Work instructions: Collect every line of the records that contains the word "sand" and copy each one out in full.

- - - - -

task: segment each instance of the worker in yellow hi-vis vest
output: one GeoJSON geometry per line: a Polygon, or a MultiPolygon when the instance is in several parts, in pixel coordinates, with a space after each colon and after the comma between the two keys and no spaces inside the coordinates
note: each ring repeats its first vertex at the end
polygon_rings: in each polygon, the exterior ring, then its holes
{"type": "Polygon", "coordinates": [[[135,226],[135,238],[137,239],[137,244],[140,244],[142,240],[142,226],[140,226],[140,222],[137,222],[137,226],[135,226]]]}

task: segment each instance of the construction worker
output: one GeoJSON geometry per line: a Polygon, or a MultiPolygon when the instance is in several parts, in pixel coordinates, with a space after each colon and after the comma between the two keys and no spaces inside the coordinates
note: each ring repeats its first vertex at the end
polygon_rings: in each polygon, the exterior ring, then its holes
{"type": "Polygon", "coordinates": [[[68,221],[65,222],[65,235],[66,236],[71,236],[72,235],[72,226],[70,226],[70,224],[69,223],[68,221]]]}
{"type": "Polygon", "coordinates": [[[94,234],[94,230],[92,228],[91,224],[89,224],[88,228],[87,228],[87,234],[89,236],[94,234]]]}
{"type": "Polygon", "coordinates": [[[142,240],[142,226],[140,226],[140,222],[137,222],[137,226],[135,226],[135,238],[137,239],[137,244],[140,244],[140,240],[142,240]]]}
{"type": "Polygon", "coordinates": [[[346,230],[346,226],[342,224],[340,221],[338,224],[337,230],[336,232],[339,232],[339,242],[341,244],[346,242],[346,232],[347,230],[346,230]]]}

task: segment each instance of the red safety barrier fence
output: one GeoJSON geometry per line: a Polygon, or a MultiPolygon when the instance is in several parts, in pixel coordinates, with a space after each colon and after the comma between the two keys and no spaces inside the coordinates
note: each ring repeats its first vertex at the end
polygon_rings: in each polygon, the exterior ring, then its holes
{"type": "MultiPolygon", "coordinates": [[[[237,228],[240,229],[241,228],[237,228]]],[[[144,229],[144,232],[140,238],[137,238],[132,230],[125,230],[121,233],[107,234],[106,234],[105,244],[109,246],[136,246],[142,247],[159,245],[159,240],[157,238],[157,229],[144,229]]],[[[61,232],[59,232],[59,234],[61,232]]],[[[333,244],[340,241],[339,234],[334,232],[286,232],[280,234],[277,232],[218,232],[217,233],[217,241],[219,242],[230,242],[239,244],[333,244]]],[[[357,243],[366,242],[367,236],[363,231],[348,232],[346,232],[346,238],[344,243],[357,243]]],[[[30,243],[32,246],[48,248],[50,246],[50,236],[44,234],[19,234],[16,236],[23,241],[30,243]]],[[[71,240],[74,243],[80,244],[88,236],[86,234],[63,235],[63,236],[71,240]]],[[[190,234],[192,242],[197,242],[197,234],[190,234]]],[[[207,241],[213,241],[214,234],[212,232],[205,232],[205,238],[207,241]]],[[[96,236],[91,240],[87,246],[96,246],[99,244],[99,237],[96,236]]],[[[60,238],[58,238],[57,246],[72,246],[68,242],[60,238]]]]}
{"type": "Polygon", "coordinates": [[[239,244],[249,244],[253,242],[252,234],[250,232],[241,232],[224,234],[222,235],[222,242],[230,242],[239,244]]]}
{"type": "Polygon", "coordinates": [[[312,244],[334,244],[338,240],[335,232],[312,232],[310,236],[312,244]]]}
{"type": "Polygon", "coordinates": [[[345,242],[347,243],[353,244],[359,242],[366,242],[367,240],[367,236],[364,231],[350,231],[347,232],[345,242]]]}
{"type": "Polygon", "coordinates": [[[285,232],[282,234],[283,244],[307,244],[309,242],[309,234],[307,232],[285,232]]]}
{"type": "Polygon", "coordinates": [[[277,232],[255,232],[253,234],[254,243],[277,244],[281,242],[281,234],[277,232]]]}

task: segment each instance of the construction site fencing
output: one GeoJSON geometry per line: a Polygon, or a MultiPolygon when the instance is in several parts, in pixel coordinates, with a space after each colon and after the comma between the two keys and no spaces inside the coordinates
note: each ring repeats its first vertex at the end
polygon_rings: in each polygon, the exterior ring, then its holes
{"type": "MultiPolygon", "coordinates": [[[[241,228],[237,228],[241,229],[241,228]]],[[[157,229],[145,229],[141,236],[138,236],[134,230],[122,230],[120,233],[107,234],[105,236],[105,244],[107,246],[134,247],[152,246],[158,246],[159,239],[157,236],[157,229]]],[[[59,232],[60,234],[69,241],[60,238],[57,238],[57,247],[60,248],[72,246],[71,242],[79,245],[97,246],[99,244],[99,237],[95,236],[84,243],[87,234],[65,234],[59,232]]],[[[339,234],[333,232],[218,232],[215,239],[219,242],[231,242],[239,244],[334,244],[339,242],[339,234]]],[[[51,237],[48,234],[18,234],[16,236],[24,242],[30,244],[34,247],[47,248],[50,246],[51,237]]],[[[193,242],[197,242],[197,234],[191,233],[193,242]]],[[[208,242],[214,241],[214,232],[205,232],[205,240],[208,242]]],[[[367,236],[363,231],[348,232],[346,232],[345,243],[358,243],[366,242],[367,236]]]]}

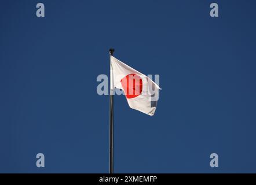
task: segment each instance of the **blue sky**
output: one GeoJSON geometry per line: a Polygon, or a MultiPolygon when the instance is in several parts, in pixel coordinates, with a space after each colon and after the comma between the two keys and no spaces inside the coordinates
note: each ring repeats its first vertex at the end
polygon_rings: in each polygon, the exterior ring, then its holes
{"type": "Polygon", "coordinates": [[[254,1],[38,2],[0,2],[0,172],[108,172],[110,47],[162,88],[153,117],[115,96],[115,172],[256,172],[254,1]]]}

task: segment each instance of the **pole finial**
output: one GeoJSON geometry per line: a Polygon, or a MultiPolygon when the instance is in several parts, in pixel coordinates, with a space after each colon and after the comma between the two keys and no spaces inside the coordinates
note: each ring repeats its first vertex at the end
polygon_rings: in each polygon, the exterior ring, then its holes
{"type": "Polygon", "coordinates": [[[115,51],[115,49],[114,48],[109,49],[109,54],[112,56],[114,51],[115,51]]]}

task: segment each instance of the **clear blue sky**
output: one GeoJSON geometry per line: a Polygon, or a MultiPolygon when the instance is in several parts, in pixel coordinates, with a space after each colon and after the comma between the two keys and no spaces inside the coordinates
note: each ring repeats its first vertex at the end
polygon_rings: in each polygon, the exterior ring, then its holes
{"type": "Polygon", "coordinates": [[[96,78],[114,47],[162,88],[153,117],[115,97],[115,172],[255,173],[255,6],[1,1],[0,172],[108,172],[109,97],[96,78]]]}

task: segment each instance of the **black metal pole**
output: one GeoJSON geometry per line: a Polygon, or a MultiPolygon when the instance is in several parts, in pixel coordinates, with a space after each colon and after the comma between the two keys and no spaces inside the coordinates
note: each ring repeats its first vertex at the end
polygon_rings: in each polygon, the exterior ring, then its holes
{"type": "MultiPolygon", "coordinates": [[[[111,62],[111,56],[113,56],[113,53],[115,50],[114,49],[109,49],[109,59],[110,62],[111,62]]],[[[110,73],[111,73],[111,65],[110,65],[110,73]]],[[[112,75],[110,74],[110,80],[112,79],[112,75]]],[[[115,87],[111,86],[112,81],[110,81],[110,88],[109,88],[109,173],[113,173],[114,167],[114,89],[115,87]]]]}

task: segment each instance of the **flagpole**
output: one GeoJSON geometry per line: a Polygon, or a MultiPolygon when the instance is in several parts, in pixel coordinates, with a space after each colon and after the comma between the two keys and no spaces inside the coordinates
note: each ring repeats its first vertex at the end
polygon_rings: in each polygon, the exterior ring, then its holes
{"type": "MultiPolygon", "coordinates": [[[[109,61],[111,62],[111,56],[115,50],[114,49],[109,49],[109,61]]],[[[111,73],[111,65],[110,65],[110,73],[111,73]]],[[[114,89],[112,84],[112,74],[110,74],[110,88],[109,88],[109,173],[113,173],[114,167],[114,89]]]]}

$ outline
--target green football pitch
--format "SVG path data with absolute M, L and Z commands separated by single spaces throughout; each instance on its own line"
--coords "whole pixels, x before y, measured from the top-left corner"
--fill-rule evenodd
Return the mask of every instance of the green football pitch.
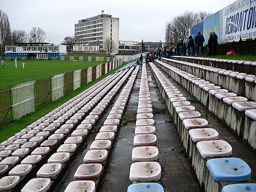
M 45 78 L 64 73 L 98 65 L 106 62 L 59 60 L 24 61 L 25 69 L 22 67 L 22 61 L 17 61 L 15 68 L 14 60 L 5 60 L 5 69 L 0 65 L 0 88 Z

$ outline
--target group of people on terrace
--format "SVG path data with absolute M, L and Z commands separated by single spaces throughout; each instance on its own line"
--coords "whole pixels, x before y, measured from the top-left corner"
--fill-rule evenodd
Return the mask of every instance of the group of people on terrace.
M 207 56 L 216 55 L 216 47 L 218 44 L 218 36 L 214 32 L 210 32 L 209 35 Z M 158 49 L 157 51 L 155 50 L 154 55 L 155 55 L 155 52 L 156 57 L 155 59 L 158 57 L 169 58 L 172 56 L 183 56 L 187 55 L 186 49 L 188 49 L 188 55 L 190 56 L 196 55 L 197 57 L 200 57 L 204 51 L 203 44 L 205 41 L 204 35 L 199 32 L 195 39 L 191 35 L 189 36 L 187 41 L 187 44 L 183 39 L 177 41 L 175 44 L 171 43 L 162 49 Z

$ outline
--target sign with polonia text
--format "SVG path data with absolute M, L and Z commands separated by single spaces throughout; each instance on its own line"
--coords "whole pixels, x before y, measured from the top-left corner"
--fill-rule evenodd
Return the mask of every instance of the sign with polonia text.
M 239 0 L 222 11 L 223 42 L 256 38 L 256 0 Z
M 73 46 L 73 50 L 76 51 L 99 51 L 99 46 Z

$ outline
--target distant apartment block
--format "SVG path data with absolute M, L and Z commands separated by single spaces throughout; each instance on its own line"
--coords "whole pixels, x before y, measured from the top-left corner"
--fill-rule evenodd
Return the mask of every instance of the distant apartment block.
M 141 52 L 141 43 L 131 41 L 119 41 L 119 53 Z
M 99 51 L 104 51 L 103 43 L 110 38 L 118 49 L 119 18 L 102 14 L 82 19 L 75 24 L 76 45 L 99 46 Z

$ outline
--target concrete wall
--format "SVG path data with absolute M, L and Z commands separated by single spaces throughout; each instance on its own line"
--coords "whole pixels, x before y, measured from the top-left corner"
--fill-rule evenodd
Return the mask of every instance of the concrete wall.
M 172 56 L 172 59 L 224 69 L 227 70 L 231 70 L 233 71 L 238 71 L 239 73 L 244 73 L 247 74 L 256 75 L 256 66 L 250 64 L 239 64 L 237 63 L 237 60 L 236 60 L 236 63 L 235 61 L 230 63 L 229 62 L 233 61 L 231 60 L 229 61 L 227 59 L 180 56 Z
M 184 62 L 179 62 L 177 61 L 176 61 L 175 60 L 164 58 L 161 58 L 161 61 L 172 66 L 208 81 L 210 83 L 221 87 L 222 88 L 227 89 L 230 92 L 235 93 L 238 96 L 246 97 L 248 100 L 256 102 L 255 94 L 256 84 L 254 82 L 250 82 L 245 80 L 239 79 L 236 78 L 226 76 L 218 73 L 207 71 L 203 68 L 195 67 Z
M 156 64 L 159 67 L 161 67 L 160 68 L 163 67 L 157 63 Z M 151 65 L 150 65 L 150 67 L 160 90 L 161 95 L 165 102 L 171 116 L 172 117 L 174 124 L 176 128 L 180 138 L 186 148 L 189 160 L 192 165 L 192 168 L 195 171 L 202 190 L 209 192 L 221 191 L 222 187 L 228 183 L 227 182 L 222 181 L 220 181 L 219 183 L 215 182 L 206 166 L 206 162 L 209 159 L 207 158 L 204 159 L 202 158 L 196 147 L 196 143 L 194 143 L 191 139 L 189 134 L 189 130 L 185 128 L 182 121 L 180 119 L 168 95 L 158 80 L 155 71 L 152 69 Z M 171 73 L 170 70 L 166 67 L 163 68 L 165 72 L 169 72 L 168 74 L 171 75 L 172 77 L 174 77 L 173 76 L 175 76 L 175 78 L 178 77 L 175 74 Z M 232 184 L 236 183 L 238 183 L 232 182 Z

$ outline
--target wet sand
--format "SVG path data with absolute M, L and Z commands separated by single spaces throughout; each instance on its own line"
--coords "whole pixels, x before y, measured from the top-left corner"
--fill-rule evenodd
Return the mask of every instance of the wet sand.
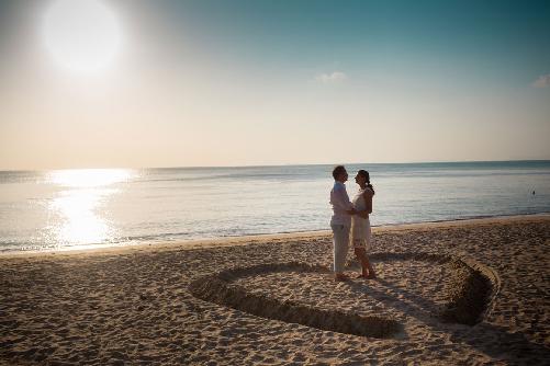
M 550 362 L 550 216 L 373 239 L 347 283 L 328 232 L 0 256 L 0 363 Z

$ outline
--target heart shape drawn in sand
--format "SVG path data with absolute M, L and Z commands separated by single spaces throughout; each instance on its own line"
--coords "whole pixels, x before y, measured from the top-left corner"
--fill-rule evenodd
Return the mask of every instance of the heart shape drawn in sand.
M 422 261 L 435 266 L 448 264 L 460 271 L 453 278 L 448 301 L 437 314 L 444 322 L 473 325 L 481 321 L 491 309 L 498 291 L 498 276 L 491 268 L 458 256 L 430 253 L 372 253 L 373 262 Z M 303 299 L 289 299 L 266 293 L 251 291 L 243 286 L 243 278 L 274 273 L 321 274 L 326 278 L 330 271 L 321 265 L 300 262 L 266 263 L 248 267 L 235 267 L 210 276 L 201 277 L 190 285 L 197 298 L 226 306 L 266 319 L 299 323 L 325 331 L 334 331 L 360 336 L 391 338 L 403 328 L 402 324 L 378 312 L 372 314 L 358 311 L 325 309 L 303 302 Z M 307 300 L 307 296 L 305 296 Z

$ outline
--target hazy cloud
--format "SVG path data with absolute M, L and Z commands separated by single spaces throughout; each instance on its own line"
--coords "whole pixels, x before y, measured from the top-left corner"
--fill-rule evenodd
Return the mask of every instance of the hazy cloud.
M 532 83 L 535 88 L 547 88 L 550 87 L 550 73 L 541 75 L 535 82 Z
M 322 73 L 315 77 L 315 80 L 324 84 L 335 84 L 344 82 L 348 76 L 341 71 L 334 71 L 333 73 Z

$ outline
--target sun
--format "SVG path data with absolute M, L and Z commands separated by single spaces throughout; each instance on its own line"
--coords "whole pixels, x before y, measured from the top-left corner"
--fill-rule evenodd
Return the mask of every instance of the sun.
M 121 48 L 119 20 L 99 0 L 56 0 L 44 14 L 43 36 L 57 64 L 80 72 L 104 69 Z

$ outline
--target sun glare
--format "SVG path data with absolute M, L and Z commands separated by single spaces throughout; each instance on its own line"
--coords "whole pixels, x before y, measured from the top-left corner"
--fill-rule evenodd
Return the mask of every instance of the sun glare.
M 44 15 L 43 36 L 55 61 L 79 72 L 104 69 L 122 42 L 115 14 L 99 0 L 56 0 Z
M 65 245 L 100 244 L 109 240 L 112 228 L 105 203 L 117 192 L 115 183 L 132 176 L 124 169 L 75 169 L 49 173 L 48 181 L 59 186 L 49 205 L 58 217 L 53 227 L 57 241 Z

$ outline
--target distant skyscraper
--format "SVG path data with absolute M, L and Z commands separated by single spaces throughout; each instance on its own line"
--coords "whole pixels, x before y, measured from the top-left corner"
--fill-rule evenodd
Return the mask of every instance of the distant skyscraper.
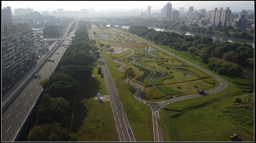
M 166 6 L 163 6 L 163 17 L 166 16 Z
M 170 2 L 166 3 L 166 20 L 172 20 L 172 5 Z
M 194 9 L 194 7 L 193 6 L 189 6 L 189 14 L 192 13 L 192 12 L 193 12 L 193 10 Z
M 200 13 L 197 14 L 196 14 L 196 16 L 195 17 L 195 22 L 197 23 L 198 24 L 200 24 L 200 20 L 202 19 L 202 14 Z
M 183 13 L 185 11 L 185 8 L 184 7 L 179 8 L 179 11 L 180 13 Z
M 206 13 L 206 11 L 205 9 L 201 9 L 200 13 L 202 14 L 202 17 L 205 17 L 205 14 Z
M 172 13 L 172 20 L 178 20 L 180 17 L 180 11 L 177 10 L 175 10 Z
M 13 23 L 11 7 L 3 8 L 3 9 L 2 9 L 2 27 L 11 25 Z
M 232 21 L 233 14 L 230 8 L 226 8 L 225 10 L 223 10 L 223 8 L 219 10 L 214 9 L 210 12 L 210 25 L 217 25 L 221 22 L 222 25 L 226 26 L 227 22 Z
M 148 6 L 148 15 L 150 15 L 151 14 L 151 6 Z
M 26 15 L 26 14 L 29 14 L 33 12 L 34 12 L 34 10 L 29 8 L 14 8 L 14 13 L 15 14 L 15 15 Z

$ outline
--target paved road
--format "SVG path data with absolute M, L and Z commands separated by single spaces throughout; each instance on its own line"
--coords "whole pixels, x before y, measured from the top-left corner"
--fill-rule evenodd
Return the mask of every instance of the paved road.
M 95 39 L 92 32 L 92 38 Z M 104 59 L 100 56 L 99 61 L 104 75 L 108 97 L 112 109 L 114 118 L 120 141 L 136 141 L 132 130 L 122 107 L 119 97 L 114 83 L 110 72 Z
M 67 32 L 63 35 L 64 37 L 66 37 L 67 34 Z M 64 42 L 65 42 L 66 45 L 68 44 L 68 41 Z M 41 79 L 39 78 L 29 79 L 30 81 L 27 86 L 17 96 L 10 106 L 2 112 L 2 141 L 14 141 L 43 90 L 39 82 L 50 76 L 50 70 L 52 72 L 54 71 L 58 64 L 58 62 L 59 62 L 62 53 L 65 52 L 66 49 L 64 46 L 58 47 L 55 54 L 50 57 L 55 61 L 53 62 L 47 62 L 38 73 L 35 73 L 41 76 Z M 59 51 L 60 53 L 57 54 L 57 51 Z

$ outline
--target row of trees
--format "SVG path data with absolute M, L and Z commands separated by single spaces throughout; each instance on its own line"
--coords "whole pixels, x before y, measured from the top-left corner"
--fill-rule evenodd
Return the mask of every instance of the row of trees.
M 157 31 L 145 26 L 132 26 L 129 31 L 155 42 L 169 45 L 170 48 L 176 50 L 188 51 L 193 57 L 198 56 L 202 62 L 209 64 L 209 69 L 217 71 L 221 67 L 218 71 L 223 71 L 221 70 L 224 68 L 227 71 L 226 74 L 242 74 L 243 70 L 241 67 L 253 68 L 254 49 L 250 45 L 213 42 L 209 37 Z M 223 72 L 219 73 L 223 74 Z
M 85 28 L 79 28 L 82 32 L 78 33 L 87 34 Z M 95 42 L 82 40 L 69 46 L 53 74 L 41 82 L 44 94 L 37 110 L 38 124 L 30 129 L 28 141 L 76 141 L 62 125 L 72 112 L 70 101 L 81 90 L 80 85 L 90 77 L 91 65 L 99 57 L 97 46 L 91 45 Z
M 171 28 L 185 31 L 186 31 L 204 33 L 211 34 L 223 35 L 237 38 L 253 39 L 254 29 L 248 31 L 245 29 L 241 28 L 234 28 L 232 26 L 222 26 L 219 24 L 216 26 L 211 26 L 208 28 L 199 26 L 197 24 L 191 24 L 187 26 L 181 22 L 174 21 L 163 21 L 161 23 L 156 25 L 157 28 Z

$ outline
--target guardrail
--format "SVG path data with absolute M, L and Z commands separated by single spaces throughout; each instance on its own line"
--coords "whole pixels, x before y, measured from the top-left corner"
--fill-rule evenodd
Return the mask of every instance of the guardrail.
M 73 24 L 72 24 L 73 25 Z M 66 27 L 67 29 L 69 26 L 71 26 L 70 24 L 68 25 Z M 61 36 L 62 37 L 64 34 L 64 32 L 62 33 Z M 60 45 L 60 43 L 62 43 L 63 41 L 58 41 L 56 44 Z M 61 44 L 60 44 L 61 45 Z M 49 52 L 47 53 L 46 56 L 43 58 L 39 62 L 37 63 L 35 66 L 33 67 L 30 71 L 32 70 L 32 72 L 27 73 L 25 76 L 23 77 L 14 86 L 12 89 L 9 91 L 2 98 L 2 111 L 6 109 L 6 107 L 8 107 L 12 101 L 17 97 L 19 93 L 24 89 L 25 85 L 27 84 L 29 79 L 32 78 L 33 76 L 36 72 L 38 72 L 45 64 L 44 62 L 47 62 L 47 59 L 49 57 L 51 56 L 56 51 L 57 48 L 58 46 L 56 46 L 56 45 L 52 47 L 52 50 Z

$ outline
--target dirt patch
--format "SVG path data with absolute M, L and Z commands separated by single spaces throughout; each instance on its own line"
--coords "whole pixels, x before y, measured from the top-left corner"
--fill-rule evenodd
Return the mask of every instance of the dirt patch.
M 103 101 L 103 102 L 109 101 L 109 97 L 108 97 L 108 95 L 101 95 L 101 97 L 102 98 L 102 99 L 101 100 L 102 101 Z M 94 99 L 94 100 L 96 100 L 96 101 L 98 101 L 98 100 L 97 99 L 97 97 L 94 98 L 93 98 L 93 99 Z

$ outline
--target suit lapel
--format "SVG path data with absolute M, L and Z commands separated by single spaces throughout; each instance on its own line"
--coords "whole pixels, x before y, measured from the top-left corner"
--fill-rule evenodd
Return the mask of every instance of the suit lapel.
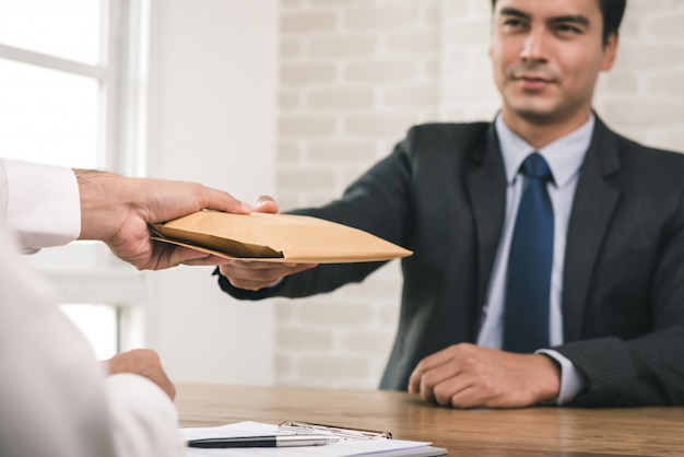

- - - - -

Task solution:
--target wet sand
Return the mask of every instance of the wet sand.
--target heart shape drawn in sand
Return the mask of every instance of the heart shape drawn in sand.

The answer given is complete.